• [Work to complete]: Pull from the data below each line where the word "lawn" occurs, and copy it.

(Dataset records)

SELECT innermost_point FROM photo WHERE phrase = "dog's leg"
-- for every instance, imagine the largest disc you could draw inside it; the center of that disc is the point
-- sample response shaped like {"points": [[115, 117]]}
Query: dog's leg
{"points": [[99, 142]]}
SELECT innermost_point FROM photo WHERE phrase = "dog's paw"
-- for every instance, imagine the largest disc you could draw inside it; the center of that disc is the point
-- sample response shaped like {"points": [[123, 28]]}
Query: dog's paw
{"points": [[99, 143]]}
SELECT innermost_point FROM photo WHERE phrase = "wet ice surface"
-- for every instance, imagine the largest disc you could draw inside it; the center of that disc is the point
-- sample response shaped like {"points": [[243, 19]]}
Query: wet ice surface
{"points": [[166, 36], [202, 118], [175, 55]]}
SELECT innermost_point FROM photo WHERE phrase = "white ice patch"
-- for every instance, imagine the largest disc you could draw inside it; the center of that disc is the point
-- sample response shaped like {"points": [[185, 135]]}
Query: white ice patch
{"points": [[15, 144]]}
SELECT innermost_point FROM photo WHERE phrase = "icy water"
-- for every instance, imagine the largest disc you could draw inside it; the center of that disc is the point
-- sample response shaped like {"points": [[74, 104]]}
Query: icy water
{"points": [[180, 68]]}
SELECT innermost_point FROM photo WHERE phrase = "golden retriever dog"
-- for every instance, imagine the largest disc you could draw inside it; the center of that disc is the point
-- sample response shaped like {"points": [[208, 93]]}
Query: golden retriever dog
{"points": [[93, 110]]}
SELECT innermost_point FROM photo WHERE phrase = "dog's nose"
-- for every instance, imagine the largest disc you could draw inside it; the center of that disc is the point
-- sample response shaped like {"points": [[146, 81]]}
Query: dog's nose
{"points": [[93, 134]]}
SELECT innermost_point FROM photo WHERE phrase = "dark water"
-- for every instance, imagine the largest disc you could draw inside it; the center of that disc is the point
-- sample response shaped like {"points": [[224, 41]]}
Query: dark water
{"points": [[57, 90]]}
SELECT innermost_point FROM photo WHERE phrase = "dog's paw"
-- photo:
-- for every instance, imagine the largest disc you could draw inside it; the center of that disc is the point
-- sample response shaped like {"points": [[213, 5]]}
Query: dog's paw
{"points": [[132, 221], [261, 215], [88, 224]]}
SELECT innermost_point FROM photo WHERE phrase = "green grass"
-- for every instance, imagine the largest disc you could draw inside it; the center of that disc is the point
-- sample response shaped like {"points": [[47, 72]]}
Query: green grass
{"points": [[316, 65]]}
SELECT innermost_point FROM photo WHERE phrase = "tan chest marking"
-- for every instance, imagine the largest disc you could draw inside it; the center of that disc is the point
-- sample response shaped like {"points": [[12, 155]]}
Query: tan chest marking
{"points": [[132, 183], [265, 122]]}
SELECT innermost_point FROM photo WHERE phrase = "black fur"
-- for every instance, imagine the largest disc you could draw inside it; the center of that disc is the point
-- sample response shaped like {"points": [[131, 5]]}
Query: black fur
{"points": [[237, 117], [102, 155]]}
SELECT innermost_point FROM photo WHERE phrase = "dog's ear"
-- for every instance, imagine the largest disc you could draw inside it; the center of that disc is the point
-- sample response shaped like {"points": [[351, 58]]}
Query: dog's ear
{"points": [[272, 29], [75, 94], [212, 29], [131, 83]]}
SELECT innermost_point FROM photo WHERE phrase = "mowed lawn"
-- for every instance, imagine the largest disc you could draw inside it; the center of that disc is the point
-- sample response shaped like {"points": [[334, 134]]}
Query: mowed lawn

(End Dataset records)

• [Exercise response]:
SELECT innermost_point FROM photo WHERE phrase = "mowed lawn"
Query: mowed lawn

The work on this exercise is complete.